--- Tareas ---
[A] Reproduce literalmente el pasaje del texto proporcionado que comienza con "La realidad es" y sigue hasta "víctima del siguiente.".
[B] Según el texto proporcionado, ¿qué acciones no hacía nadie por temor? Enuméralas todas.
[C] En el texto proporcionado, ¿con qué rivalizaba el afán sanguinario de quien gobernó la Unión Soviética?

--- Texto proporcionado ---
===
Como si no hubiéramos llegado a un S. XXI en el que los actores han dejado de ser el reclamo, o hubiera necesidad de adaptar esta historia para un posible atractivo internacional cuando, si es buena, va a llegar igualmente al público que quiera verla. Tal como está, queda lo más cerca posible de ser un entrañable museo de caricaturas: uno divertidísimo de ver y seguro que más divertido de interpretar, pero algo triste desde el punto de vista social o cultural.
Aunque hay algo que estoy pasando por alto, y que creo que es la clave de todo esto: los hechos sucedieron en la Madre Rusia, pero para los rusos… no tuvieron ni puta gracia. Y entonces asoma la idea de que vaya mundo ridículo el que tenemos, si no somos capaces de aceptar el absurdo de nuestra Historia, y reírnos de ella para no tener que volver a repetirla.

La realidad es que la Unión Soviética fue gobernada por un grandísimo cabrón cuyo afán sanguinario sólo rivalizaba con su imagen de abuelo bonachón.
Y nadie movía un puñetero músculo, alzaba ni una sola vez la voz o ponía verde al vecino, porque era demasiado grande el temor.
Pero también es verdad que los vericuetos del poder son extraños y exagerados, y de una represión excesiva sólo pueden nacer ambiciones equivalentes: nadie quiere deshonrar al Camarada Supremo mientras aún estaba caliente… pero posicionarse bien es esencial para no acabar siendo víctima del siguiente.
===
--- Datos almacenados ---
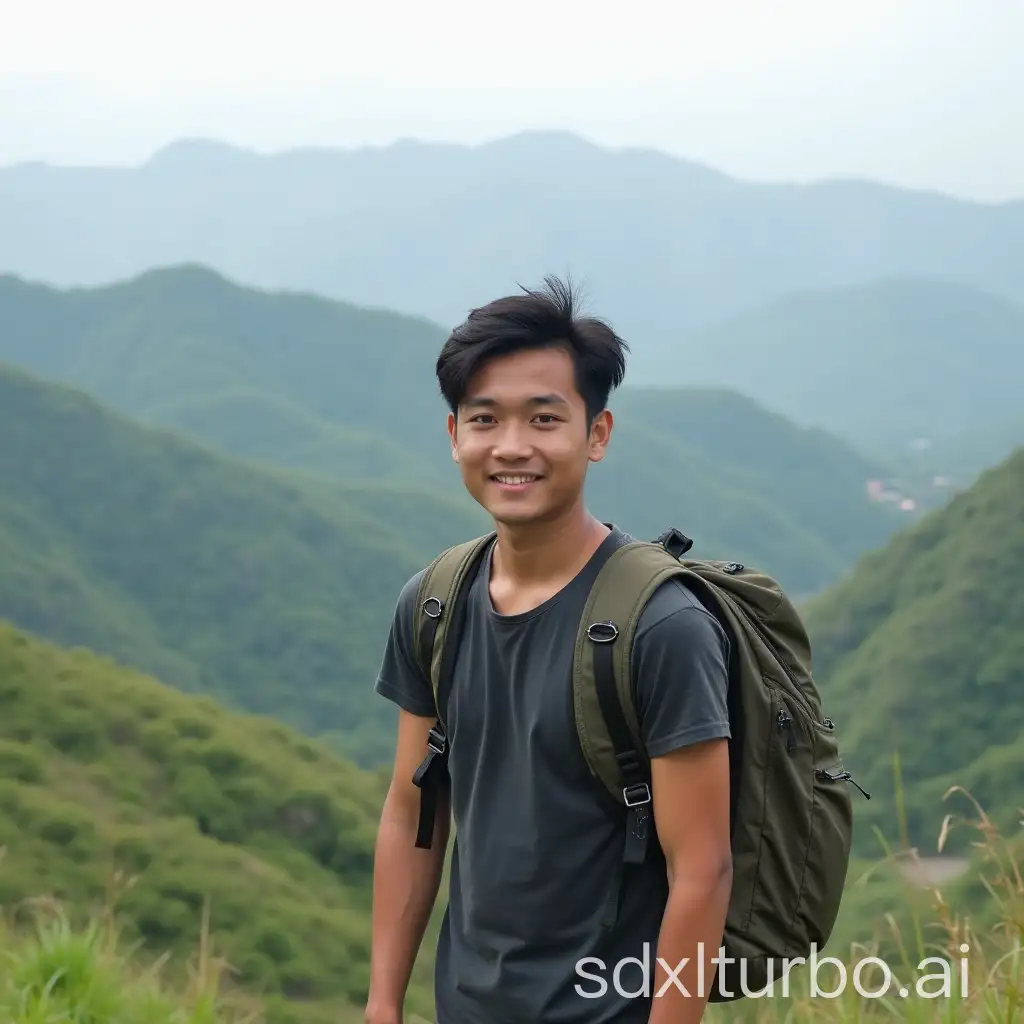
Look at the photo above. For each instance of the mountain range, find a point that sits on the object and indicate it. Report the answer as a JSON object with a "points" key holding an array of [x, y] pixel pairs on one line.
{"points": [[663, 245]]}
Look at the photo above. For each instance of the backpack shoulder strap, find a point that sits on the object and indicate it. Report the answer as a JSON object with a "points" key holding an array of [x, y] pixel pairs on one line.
===
--- Respuestas ---
[A]
La realidad es que la Unión Soviética fue gobernada por un grandísimo cabrón cuyo afán sanguinario sólo rivalizaba con su imagen de abuelo bonachón.
Y nadie movía un puñetero músculo, alzaba ni una sola vez la voz o ponía verde al vecino, porque era demasiado grande el temor.
Pero también es verdad que los vericuetos del poder son extraños y exagerados, y de una represión excesiva sólo pueden nacer ambiciones equivalentes: nadie quiere deshonrar al Camarada Supremo mientras aún estaba caliente… pero posicionarse bien es esencial para no acabar siendo víctima del siguiente.

[B]
- Mover un puñetero músculo
- Alzar ni una sola vez la voz
- Poner verde al vecino

[C] Con su imagen de abuelo bonachón.